(Collected data entries)
::::

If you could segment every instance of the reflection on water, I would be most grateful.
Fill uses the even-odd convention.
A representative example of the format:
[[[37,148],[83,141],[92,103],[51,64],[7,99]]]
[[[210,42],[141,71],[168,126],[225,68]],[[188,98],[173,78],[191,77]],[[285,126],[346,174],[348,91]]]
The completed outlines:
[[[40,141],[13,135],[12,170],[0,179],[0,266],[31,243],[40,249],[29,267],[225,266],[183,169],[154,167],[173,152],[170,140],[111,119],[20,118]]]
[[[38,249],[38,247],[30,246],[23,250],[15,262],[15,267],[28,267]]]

::::

> _Work required_
Could you retype all of the entries exactly, leaving none out?

> _Solved problem_
If you could segment every instance of the reflection on water, I would be most grateful.
Fill uses the even-odd convention.
A representative example of the format:
[[[37,148],[83,141],[92,103],[51,64],[7,99]]]
[[[210,42],[141,71],[168,126],[225,68]],[[188,98],[173,78],[191,77]],[[285,126],[346,174],[348,91]]]
The completed outlines:
[[[40,141],[13,135],[12,170],[0,179],[0,266],[31,243],[40,249],[29,267],[225,266],[183,169],[154,167],[173,152],[170,140],[111,119],[20,118]]]
[[[38,249],[38,247],[30,246],[23,250],[15,262],[15,267],[28,267]]]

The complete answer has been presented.